>> Begin Excerpt provided
Spring Cleaning for Frequent Travelers: 6 Steps you Need to Take for a Better Trip

In February, I read Marie Kondo’s book The Life-changing Magic of Tidying Up. Let’s just say I was inspired and began immediately thinking specifically about spring cleaning for frequent travelers. 

Immediately putting Kondo’s method to the test as best I could, I’m a few more sessions away from being done and having a house full of only things which bring me joy. Already I can feel a difference in my mood and feelings toward my home. 

As someone who loves to travel as often as I can, I had a lot of travel specific items to sort through and I imagine you do to. Here are 6 must-do tasks for your spring cleaning list that will leave you feeling refreshed and ready for your next journey. 

1. Travel wardrobe

Per Kondo’s instructions, you’re to start with the least sentimental things and then work up to the most. And since clothes tend to have a shorter shelf life than photos and souvenirs, it’s emotionally easier to part with them.
>> End Excerpt provided
>> Begin Recorded data
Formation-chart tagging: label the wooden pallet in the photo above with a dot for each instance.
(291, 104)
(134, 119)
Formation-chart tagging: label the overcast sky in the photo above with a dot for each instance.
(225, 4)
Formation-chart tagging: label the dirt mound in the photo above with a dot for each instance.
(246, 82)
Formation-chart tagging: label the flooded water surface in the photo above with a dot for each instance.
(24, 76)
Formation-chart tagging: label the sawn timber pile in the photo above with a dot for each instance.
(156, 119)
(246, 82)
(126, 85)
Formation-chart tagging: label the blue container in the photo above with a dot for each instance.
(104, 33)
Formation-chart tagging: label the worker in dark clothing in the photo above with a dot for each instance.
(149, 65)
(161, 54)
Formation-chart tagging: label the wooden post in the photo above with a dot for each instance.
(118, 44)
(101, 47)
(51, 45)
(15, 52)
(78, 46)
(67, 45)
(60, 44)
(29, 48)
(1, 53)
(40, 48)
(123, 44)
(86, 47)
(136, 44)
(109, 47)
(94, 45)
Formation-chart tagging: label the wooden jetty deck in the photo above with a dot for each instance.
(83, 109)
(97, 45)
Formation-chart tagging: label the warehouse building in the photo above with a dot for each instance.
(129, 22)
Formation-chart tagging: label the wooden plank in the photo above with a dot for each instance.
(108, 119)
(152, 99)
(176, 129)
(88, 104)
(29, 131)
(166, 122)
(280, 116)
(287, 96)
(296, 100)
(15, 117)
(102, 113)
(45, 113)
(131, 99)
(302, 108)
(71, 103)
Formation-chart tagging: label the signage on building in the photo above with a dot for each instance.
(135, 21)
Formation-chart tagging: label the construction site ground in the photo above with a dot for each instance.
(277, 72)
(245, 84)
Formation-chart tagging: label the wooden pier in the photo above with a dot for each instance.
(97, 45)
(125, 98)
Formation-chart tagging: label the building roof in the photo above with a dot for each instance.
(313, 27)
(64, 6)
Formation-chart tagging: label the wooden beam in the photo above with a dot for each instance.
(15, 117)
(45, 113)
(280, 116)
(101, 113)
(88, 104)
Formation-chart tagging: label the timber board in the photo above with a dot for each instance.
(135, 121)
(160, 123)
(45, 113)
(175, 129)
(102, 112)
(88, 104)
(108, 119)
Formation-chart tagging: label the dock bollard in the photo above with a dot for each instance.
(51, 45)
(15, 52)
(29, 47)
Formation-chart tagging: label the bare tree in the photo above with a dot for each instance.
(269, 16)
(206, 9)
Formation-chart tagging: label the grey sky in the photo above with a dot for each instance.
>> End Recorded data
Short problem 1: Do these statements agree with the spring cleaning post? Answer each with yes or no, and quote the words from the post that decide it. (a) The writer read Kondo's book in February. (b) The writer has already finished applying Kondo's method to the whole house. (c) Kondo's instructions say to begin with the most sentimental things.
Short problem 2: Please rewrite the spring cleaning post from "Immediately putting Kondo’s" up to and including "part with them.", replacing "journey" with "trip".

Complete output 1:
(a) Yes: "In February, I read Marie Kondo’s book The Life-changing Magic of Tidying Up."
(b) No: "I’m a few more sessions away from being done"
(c) No: "you’re to start with the least sentimental things and then work up to the most."

Complete output 2:
Immediately putting Kondo’s method to the test as best I could, I’m a few more sessions away from being done and having a house full of only things which bring me joy. Already I can feel a difference in my mood and feelings toward my home. 

As someone who loves to travel as often as I can, I had a lot of travel specific items to sort through and I imagine you do to. Here are 6 must-do tasks for your spring cleaning list that will leave you feeling refreshed and ready for your next trip. 

1. Travel wardrobe

Per Kondo’s instructions, you’re to start with the least sentimental things and then work up to the most. And since clothes tend to have a shorter shelf life than photos and souvenirs, it’s emotionally easier to part with them.